**EXERCISE DATA:**
┌──

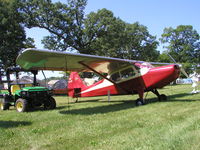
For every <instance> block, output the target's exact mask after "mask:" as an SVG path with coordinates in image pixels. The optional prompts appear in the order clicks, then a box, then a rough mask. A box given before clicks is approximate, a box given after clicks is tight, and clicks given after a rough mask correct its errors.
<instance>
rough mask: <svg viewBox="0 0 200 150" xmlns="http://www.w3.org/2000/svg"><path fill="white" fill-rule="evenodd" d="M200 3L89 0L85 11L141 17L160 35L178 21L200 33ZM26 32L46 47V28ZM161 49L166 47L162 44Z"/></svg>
mask: <svg viewBox="0 0 200 150" xmlns="http://www.w3.org/2000/svg"><path fill="white" fill-rule="evenodd" d="M55 1H57V0H53V2H55ZM65 1H66V0H60V2H62V3H64V2H65ZM199 7H200V0H167V1H166V0H88V4H87V6H86V9H85V12H86V14H88V13H90V12H91V11H94V12H96V11H97V10H98V9H102V8H106V9H108V10H111V11H112V12H113V13H114V15H115V16H116V17H119V18H121V19H122V20H123V21H125V22H127V23H134V22H136V21H138V22H139V23H140V24H142V25H145V26H146V27H147V28H148V30H149V32H150V34H152V35H154V36H156V37H157V39H159V38H160V37H161V34H162V33H163V29H164V28H165V27H173V28H176V27H177V26H178V25H192V26H193V27H194V29H195V30H197V32H198V33H200V11H199V9H200V8H199ZM26 33H27V36H29V37H32V38H34V39H35V44H36V47H37V48H40V49H41V48H43V45H42V44H41V39H42V38H43V37H44V36H46V35H48V32H47V31H45V30H41V29H38V28H34V29H26ZM158 50H161V51H162V50H163V49H162V45H160V46H159V47H158Z"/></svg>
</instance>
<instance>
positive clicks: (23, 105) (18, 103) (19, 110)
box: [15, 98, 28, 112]
mask: <svg viewBox="0 0 200 150" xmlns="http://www.w3.org/2000/svg"><path fill="white" fill-rule="evenodd" d="M15 107H16V110H17V111H18V112H27V111H28V101H27V100H26V99H22V98H19V99H18V100H17V101H16V103H15Z"/></svg>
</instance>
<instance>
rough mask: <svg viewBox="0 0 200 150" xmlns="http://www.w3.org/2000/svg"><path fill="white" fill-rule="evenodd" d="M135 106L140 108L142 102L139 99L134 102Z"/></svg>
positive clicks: (141, 101)
mask: <svg viewBox="0 0 200 150" xmlns="http://www.w3.org/2000/svg"><path fill="white" fill-rule="evenodd" d="M135 104H136V106H141V105H144V101H143V100H142V99H140V98H138V99H137V100H136V101H135Z"/></svg>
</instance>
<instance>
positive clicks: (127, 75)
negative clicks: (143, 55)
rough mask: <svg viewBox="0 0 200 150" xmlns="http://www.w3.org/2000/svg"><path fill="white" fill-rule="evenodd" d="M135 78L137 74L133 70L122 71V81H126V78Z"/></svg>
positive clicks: (131, 69)
mask: <svg viewBox="0 0 200 150" xmlns="http://www.w3.org/2000/svg"><path fill="white" fill-rule="evenodd" d="M133 76H135V72H134V70H133V68H128V69H126V70H123V71H121V78H122V79H126V78H129V77H133Z"/></svg>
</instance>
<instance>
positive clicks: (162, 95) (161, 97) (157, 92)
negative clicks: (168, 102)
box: [151, 89, 167, 101]
mask: <svg viewBox="0 0 200 150" xmlns="http://www.w3.org/2000/svg"><path fill="white" fill-rule="evenodd" d="M151 92H152V93H154V94H155V95H156V96H157V97H158V100H159V101H166V100H167V96H166V95H165V94H160V93H159V92H158V90H157V89H153V90H151Z"/></svg>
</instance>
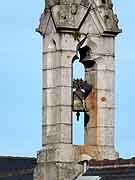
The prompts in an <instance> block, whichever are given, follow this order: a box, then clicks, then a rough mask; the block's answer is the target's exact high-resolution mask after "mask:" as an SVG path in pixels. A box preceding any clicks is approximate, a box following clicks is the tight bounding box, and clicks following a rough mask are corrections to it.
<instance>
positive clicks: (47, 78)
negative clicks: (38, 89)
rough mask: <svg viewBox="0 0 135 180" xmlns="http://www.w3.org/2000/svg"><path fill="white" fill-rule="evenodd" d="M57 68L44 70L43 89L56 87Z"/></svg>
mask: <svg viewBox="0 0 135 180" xmlns="http://www.w3.org/2000/svg"><path fill="white" fill-rule="evenodd" d="M56 78H57V73H56V69H50V70H46V71H43V89H45V88H46V89H47V88H55V87H56Z"/></svg>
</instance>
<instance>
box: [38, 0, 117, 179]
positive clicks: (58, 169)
mask: <svg viewBox="0 0 135 180" xmlns="http://www.w3.org/2000/svg"><path fill="white" fill-rule="evenodd" d="M45 4H46V7H45V10H44V12H43V14H42V15H41V18H40V25H39V27H38V28H37V31H38V32H39V33H40V34H41V35H42V37H43V66H42V68H43V108H42V113H43V121H42V150H41V151H40V152H39V153H38V165H37V168H36V169H35V180H73V179H75V178H76V177H77V176H79V175H80V174H81V173H82V167H81V165H79V162H80V161H81V157H82V156H83V155H85V156H89V157H91V158H94V159H97V160H99V159H116V158H117V156H118V155H117V153H116V151H115V147H114V111H115V103H114V79H115V37H116V35H117V34H118V33H120V29H119V27H118V19H117V16H116V15H115V14H114V12H113V4H112V2H111V0H46V3H45ZM77 58H79V60H80V62H81V63H82V64H83V65H84V67H85V80H84V81H83V80H73V77H72V69H73V62H74V61H75V60H76V59H77ZM72 112H76V114H77V116H78V118H79V112H84V114H85V115H84V121H85V122H84V124H85V127H84V132H85V133H84V145H81V146H80V145H73V143H72V133H73V132H72Z"/></svg>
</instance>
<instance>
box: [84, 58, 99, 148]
mask: <svg viewBox="0 0 135 180" xmlns="http://www.w3.org/2000/svg"><path fill="white" fill-rule="evenodd" d="M85 79H86V80H87V82H88V84H91V85H92V91H91V93H90V94H88V96H87V98H86V106H87V111H88V112H87V114H86V116H85V117H84V122H85V129H84V143H85V144H88V145H96V143H97V124H98V122H97V90H98V89H97V88H98V87H97V86H98V85H97V63H96V62H95V61H94V60H89V67H86V68H85ZM87 115H88V116H87Z"/></svg>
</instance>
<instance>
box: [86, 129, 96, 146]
mask: <svg viewBox="0 0 135 180" xmlns="http://www.w3.org/2000/svg"><path fill="white" fill-rule="evenodd" d="M84 142H85V144H89V145H96V144H97V128H96V127H95V128H90V127H88V128H87V129H85V131H84Z"/></svg>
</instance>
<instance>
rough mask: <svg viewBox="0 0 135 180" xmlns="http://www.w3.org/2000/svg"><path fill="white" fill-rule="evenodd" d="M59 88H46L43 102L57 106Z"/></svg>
mask: <svg viewBox="0 0 135 180" xmlns="http://www.w3.org/2000/svg"><path fill="white" fill-rule="evenodd" d="M57 95H58V94H57V90H56V88H55V89H44V90H43V104H44V108H45V107H46V106H55V105H56V103H57V97H58V96H57Z"/></svg>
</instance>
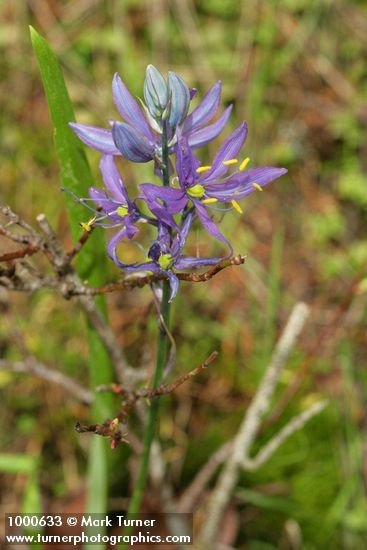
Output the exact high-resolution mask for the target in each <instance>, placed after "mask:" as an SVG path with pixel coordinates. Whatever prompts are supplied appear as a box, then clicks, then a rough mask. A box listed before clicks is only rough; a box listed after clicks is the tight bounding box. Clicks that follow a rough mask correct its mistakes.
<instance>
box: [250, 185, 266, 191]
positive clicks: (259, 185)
mask: <svg viewBox="0 0 367 550" xmlns="http://www.w3.org/2000/svg"><path fill="white" fill-rule="evenodd" d="M251 185H252V187H255V189H257V190H258V191H264V189H263V188H262V187H260V185H259V184H258V183H252V184H251Z"/></svg>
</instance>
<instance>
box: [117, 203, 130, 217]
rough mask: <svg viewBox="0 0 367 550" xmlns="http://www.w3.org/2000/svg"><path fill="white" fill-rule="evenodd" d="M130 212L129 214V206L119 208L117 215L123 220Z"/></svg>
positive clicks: (125, 206) (119, 207) (123, 206)
mask: <svg viewBox="0 0 367 550" xmlns="http://www.w3.org/2000/svg"><path fill="white" fill-rule="evenodd" d="M128 212H129V209H128V207H127V206H119V207H118V208H117V209H116V214H117V215H118V216H120V217H121V218H124V217H125V216H126V214H127V213H128Z"/></svg>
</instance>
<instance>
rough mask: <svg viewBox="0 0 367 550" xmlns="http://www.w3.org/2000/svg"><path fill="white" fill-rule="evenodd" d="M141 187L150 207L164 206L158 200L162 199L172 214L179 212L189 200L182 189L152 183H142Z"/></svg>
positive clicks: (162, 207) (159, 206)
mask: <svg viewBox="0 0 367 550" xmlns="http://www.w3.org/2000/svg"><path fill="white" fill-rule="evenodd" d="M139 187H140V189H141V190H142V193H143V196H144V198H145V199H146V203H147V205H148V206H149V208H150V209H151V206H153V207H155V206H159V207H160V208H163V205H161V204H159V203H158V202H157V199H161V200H163V201H164V202H165V203H166V210H167V211H168V212H169V213H170V214H177V213H178V212H180V211H181V210H183V209H184V208H185V206H186V204H187V201H188V199H187V196H186V193H185V192H184V191H182V189H175V188H174V187H162V186H158V185H153V184H152V183H142V184H141V185H139Z"/></svg>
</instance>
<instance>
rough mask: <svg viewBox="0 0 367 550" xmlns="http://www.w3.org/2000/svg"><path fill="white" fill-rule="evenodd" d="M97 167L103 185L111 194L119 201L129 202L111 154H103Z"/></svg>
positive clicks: (126, 193) (120, 177)
mask: <svg viewBox="0 0 367 550" xmlns="http://www.w3.org/2000/svg"><path fill="white" fill-rule="evenodd" d="M99 167H100V170H101V172H102V177H103V181H104V183H105V186H106V187H107V189H108V191H109V193H110V194H111V196H112V197H113V198H114V199H115V200H117V201H119V202H121V203H126V204H129V203H130V200H129V196H128V194H127V191H126V188H125V185H124V182H123V181H122V177H121V175H120V172H119V171H118V169H117V166H116V164H115V161H114V158H113V156H111V155H104V156H103V157H102V158H101V160H100V163H99Z"/></svg>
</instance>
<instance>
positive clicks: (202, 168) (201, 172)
mask: <svg viewBox="0 0 367 550" xmlns="http://www.w3.org/2000/svg"><path fill="white" fill-rule="evenodd" d="M211 169H212V167H211V166H199V168H196V172H197V173H198V174H201V173H202V172H207V171H208V170H211Z"/></svg>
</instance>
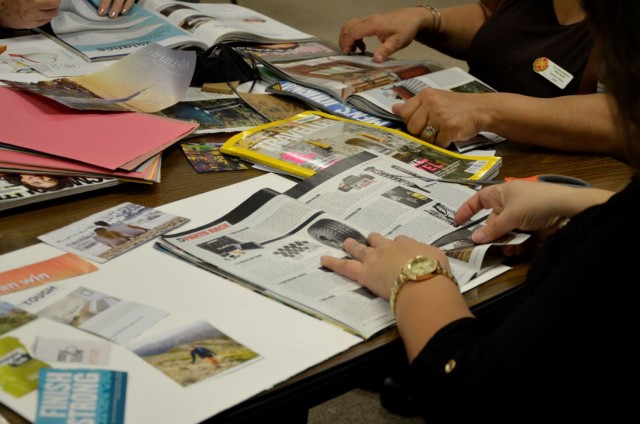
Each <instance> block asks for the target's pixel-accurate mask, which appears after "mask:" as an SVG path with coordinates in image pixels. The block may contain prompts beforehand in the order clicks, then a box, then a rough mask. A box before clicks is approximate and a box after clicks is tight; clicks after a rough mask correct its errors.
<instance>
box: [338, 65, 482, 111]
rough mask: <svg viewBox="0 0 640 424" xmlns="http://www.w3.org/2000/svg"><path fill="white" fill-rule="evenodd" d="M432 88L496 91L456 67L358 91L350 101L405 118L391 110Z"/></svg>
mask: <svg viewBox="0 0 640 424" xmlns="http://www.w3.org/2000/svg"><path fill="white" fill-rule="evenodd" d="M428 87H432V88H438V89H441V90H449V91H456V92H459V93H493V92H495V90H494V89H492V88H491V87H489V86H488V85H486V84H484V83H483V82H482V81H480V80H478V79H477V78H475V77H474V76H472V75H471V74H469V73H468V72H466V71H464V70H462V69H460V68H458V67H452V68H447V69H443V70H441V71H436V72H432V73H429V74H425V75H419V76H415V77H413V78H409V79H405V80H402V81H397V82H395V81H394V82H393V83H391V84H387V85H385V86H382V87H377V88H373V89H371V90H367V91H364V92H358V93H354V94H353V95H352V96H350V97H349V98H348V99H347V100H346V102H347V104H349V105H351V106H353V107H356V108H358V109H360V110H364V111H368V112H370V113H374V114H375V115H377V116H382V117H385V118H387V119H392V120H395V121H401V119H400V117H398V116H397V115H395V114H394V113H393V112H392V111H391V106H393V105H394V104H397V103H404V102H405V101H406V100H407V99H410V98H411V97H413V96H415V95H416V94H418V92H420V91H422V90H424V89H425V88H428Z"/></svg>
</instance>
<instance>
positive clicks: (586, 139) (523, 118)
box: [393, 89, 625, 158]
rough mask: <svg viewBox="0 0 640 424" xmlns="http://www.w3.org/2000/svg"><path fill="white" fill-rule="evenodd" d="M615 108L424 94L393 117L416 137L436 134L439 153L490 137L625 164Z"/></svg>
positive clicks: (570, 96)
mask: <svg viewBox="0 0 640 424" xmlns="http://www.w3.org/2000/svg"><path fill="white" fill-rule="evenodd" d="M611 107H612V104H611V102H610V99H609V95H608V94H605V93H594V94H583V95H573V96H560V97H554V98H537V97H529V96H523V95H519V94H513V93H454V92H450V91H446V90H436V89H425V90H422V91H421V92H420V93H418V95H417V96H415V97H413V98H411V99H409V100H407V101H406V102H405V103H404V104H397V105H394V106H393V112H394V113H396V114H397V115H398V116H399V117H400V118H402V119H403V121H404V122H405V123H406V124H407V131H408V132H409V133H411V134H414V135H415V136H417V137H420V134H421V132H422V130H423V129H424V127H425V126H427V125H430V126H432V127H434V128H435V129H437V130H438V134H437V136H436V138H435V141H433V140H429V141H431V142H434V144H437V145H438V146H440V147H448V146H449V145H450V144H451V143H452V142H454V141H458V140H468V139H470V138H472V137H474V136H475V135H476V134H478V133H479V132H481V131H487V132H491V133H495V134H498V135H500V136H502V137H505V138H506V139H508V140H510V141H515V142H520V143H527V144H532V145H536V146H541V147H546V148H552V149H555V150H563V151H582V152H595V153H606V154H609V155H612V156H615V157H618V158H623V157H624V154H625V151H624V147H623V143H622V139H621V135H620V133H619V131H617V129H616V125H615V122H616V120H615V118H614V116H613V112H612V110H611Z"/></svg>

└──

**HOW TO COMPLETE THIS TASK:** Quote the lines above word for word, beginning at the very first one and stopping after the line that contains "3L89 0L85 11L141". Leave out any pictures.

**OUTPUT FOR THIS TASK:**
For every <instance> block, output the target's exact mask after "mask:" as an SVG path with coordinates in image pixels. The optional prompts appear in the order clicks, then a box, then a rough mask. A box given before clicks is approximate, a box given after clicks is tight, and clicks given after a rough mask correct its errors.
<instance>
rough mask: <svg viewBox="0 0 200 150" xmlns="http://www.w3.org/2000/svg"><path fill="white" fill-rule="evenodd" d="M200 3L89 0L85 11L141 17L160 35L178 21L200 33ZM26 32L46 47V28ZM161 49L166 47L162 44Z"/></svg>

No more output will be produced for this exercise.